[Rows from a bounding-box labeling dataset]

+ + + + + + +

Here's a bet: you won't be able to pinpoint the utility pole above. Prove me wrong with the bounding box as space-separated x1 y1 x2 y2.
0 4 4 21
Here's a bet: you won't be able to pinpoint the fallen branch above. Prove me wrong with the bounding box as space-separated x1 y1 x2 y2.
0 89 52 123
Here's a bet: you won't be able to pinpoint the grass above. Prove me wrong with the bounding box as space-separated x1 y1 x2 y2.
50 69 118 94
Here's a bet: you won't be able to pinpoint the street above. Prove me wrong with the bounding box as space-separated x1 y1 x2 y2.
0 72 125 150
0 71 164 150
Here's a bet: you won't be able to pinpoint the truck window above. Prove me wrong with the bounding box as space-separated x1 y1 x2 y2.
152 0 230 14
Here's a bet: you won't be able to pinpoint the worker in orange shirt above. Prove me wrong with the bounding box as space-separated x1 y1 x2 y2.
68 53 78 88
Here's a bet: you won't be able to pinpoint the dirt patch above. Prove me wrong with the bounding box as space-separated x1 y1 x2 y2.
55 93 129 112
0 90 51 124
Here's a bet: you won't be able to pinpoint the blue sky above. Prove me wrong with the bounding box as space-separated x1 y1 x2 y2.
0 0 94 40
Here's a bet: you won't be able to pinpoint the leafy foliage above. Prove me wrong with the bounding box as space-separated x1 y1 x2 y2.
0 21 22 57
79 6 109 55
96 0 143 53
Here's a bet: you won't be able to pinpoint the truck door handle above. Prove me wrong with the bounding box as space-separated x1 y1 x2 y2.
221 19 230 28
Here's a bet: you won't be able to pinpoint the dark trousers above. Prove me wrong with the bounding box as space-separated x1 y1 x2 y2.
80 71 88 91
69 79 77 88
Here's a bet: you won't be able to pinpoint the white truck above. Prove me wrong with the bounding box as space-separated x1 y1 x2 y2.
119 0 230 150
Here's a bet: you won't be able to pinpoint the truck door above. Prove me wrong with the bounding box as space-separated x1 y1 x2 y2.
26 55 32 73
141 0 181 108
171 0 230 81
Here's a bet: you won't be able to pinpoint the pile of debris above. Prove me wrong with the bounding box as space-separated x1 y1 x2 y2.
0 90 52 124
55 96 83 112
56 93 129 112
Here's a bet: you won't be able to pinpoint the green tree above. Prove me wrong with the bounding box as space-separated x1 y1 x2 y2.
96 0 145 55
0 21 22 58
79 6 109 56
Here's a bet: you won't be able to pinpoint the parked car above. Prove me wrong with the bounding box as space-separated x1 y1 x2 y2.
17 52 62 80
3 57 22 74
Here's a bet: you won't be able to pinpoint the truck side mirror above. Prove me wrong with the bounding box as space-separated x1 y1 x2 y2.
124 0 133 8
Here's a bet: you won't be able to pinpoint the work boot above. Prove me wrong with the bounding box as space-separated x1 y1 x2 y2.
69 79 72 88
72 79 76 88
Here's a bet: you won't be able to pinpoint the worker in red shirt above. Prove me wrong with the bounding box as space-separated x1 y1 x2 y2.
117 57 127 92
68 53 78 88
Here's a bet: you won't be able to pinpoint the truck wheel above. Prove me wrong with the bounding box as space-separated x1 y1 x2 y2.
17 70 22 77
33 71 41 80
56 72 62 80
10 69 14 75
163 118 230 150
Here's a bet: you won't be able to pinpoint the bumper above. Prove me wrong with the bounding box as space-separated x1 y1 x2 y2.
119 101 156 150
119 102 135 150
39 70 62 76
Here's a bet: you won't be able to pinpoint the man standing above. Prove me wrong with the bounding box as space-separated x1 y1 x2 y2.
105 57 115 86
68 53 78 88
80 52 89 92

+ + + + + + +

* _Aim_
Convert all of the material above into a numbered list and omit any blank lines.

* _The response_
1. Here's a bet: you won't be able to pinpoint the utility pole above. Prove me wrong with the bounding box as space-separated x1 y1 x2 y2.
2. 0 4 4 21
3. Here's a bet: you won't be able to pinpoint the fallen branch above. Prove me wrong with the bounding box as space-separated x1 y1 x2 y2.
4. 0 89 52 123
5. Here's a bet: you won't be able to pinpoint the grass above. Prove me wrong with the bounding box as space-separated x1 y1 x2 y2.
6. 50 69 118 94
7. Here's a bet: you won't be able to pinpoint the street above. Prove me wrong with the bounding box as space-separated x1 y1 x2 y2.
8. 0 72 125 150
9. 0 71 164 150
10. Here's a bet: you won't be able to pinpoint the truck window above. Prove me wrong with the bounding box as space-separated x1 y1 x2 y2.
11. 152 0 230 14
12. Here's a bet: you won't be able to pinpoint the worker in orange shirt above. Prove me wrong with the bounding box as space-separated x1 y1 x2 y2.
13. 68 53 78 88
14. Here's a bet: you won't be able to pinpoint the dirt patch above. Prove me wrong with the bounding box as space-separated x1 y1 x2 y2.
15. 55 93 129 112
16. 0 90 51 124
17. Here's a bet: you won't be able to pinpoint the blue sky above. Prove me wrong with the bounding box as space-separated x1 y1 x2 y2.
18. 0 0 94 40
19. Here's a bet: you won't be able to pinpoint the leafy foliage above. Prove me wrong with the bounding box as space-separated x1 y1 x2 y2.
20. 0 21 22 57
21. 79 6 109 55
22. 96 0 143 53
23. Here's a bet: you won't be able to pinpoint the truck door handle above. Prove me wrong with the bounding box as space-separated x1 y1 x2 y2.
24. 221 19 230 28
25. Here's a bet: you won't be able to pinpoint the dark trousers above. Prove me wrong with the bounding box as space-separated x1 y1 x2 y2.
26. 80 71 88 91
27. 69 79 77 88
28. Here's a bet: you won't be able to pinpoint the white truck above. Prove me wrong with the bounding box as space-separated x1 y1 x2 y2.
29. 119 0 230 150
30. Here's a bet: you won't be able to pinpoint the truck door above. Prove me wrong with the bounding box as space-separated x1 y1 x2 y2.
31. 26 55 32 73
32. 141 0 181 108
33. 171 0 230 81
34. Here's a bet: you won't be able to pinpoint the pile of debris above. Prove me wrong with the bounding box as space-separated x1 y1 x2 y2.
35. 0 90 52 124
36. 55 96 83 112
37. 56 93 129 112
38. Here's a bet: you won't be able to pinpoint the green tree above. Prove me wrong with the bounding box as space-separated x1 y1 x2 y2.
39. 96 0 145 55
40. 0 21 22 58
41. 79 6 109 56
42. Here's a bet: you won't be able to pinpoint the parked car above. Prove me wrong with the bounding box as space-separated x1 y1 x2 y2.
43. 17 52 62 80
44. 3 57 22 74
45. Here's a bet: you won't be able to pinpoint the truck side mirror above. Prove me wrong with the bounding box as space-separated x1 y1 x2 y2.
46. 124 0 133 8
47. Here's a bet: you won't be able to pinpoint the work boot above. Prove me wrong with the bounding box as space-separated x1 y1 x2 y2.
48. 69 79 72 88
49. 72 79 76 88
50. Here's a bet: you won't be able to pinpoint the worker in red shirt above. Prove me wrong with the bounding box as space-separated x1 y1 x2 y2.
51. 117 57 127 92
52. 68 53 78 88
53. Here's a bet: you won't be able to pinpoint the truck wheel above. Prove me wrong with the bounding box as space-separated x1 y1 x2 y2.
54. 17 70 22 77
55. 33 71 41 80
56. 56 72 62 80
57. 10 69 14 75
58. 163 118 230 150
59. Here's a bet: you won't be able to pinpoint the bumper above. Prove me wrong with the bounding box as space-separated x1 y1 x2 y2.
60. 119 101 156 150
61. 119 102 135 150
62. 39 70 62 76
63. Here's a bet: you won't be able to pinpoint the man standing above. Prove me wrong with the bounding box as space-separated x1 y1 x2 y2.
64. 105 57 115 86
65. 68 53 78 88
66. 80 52 89 92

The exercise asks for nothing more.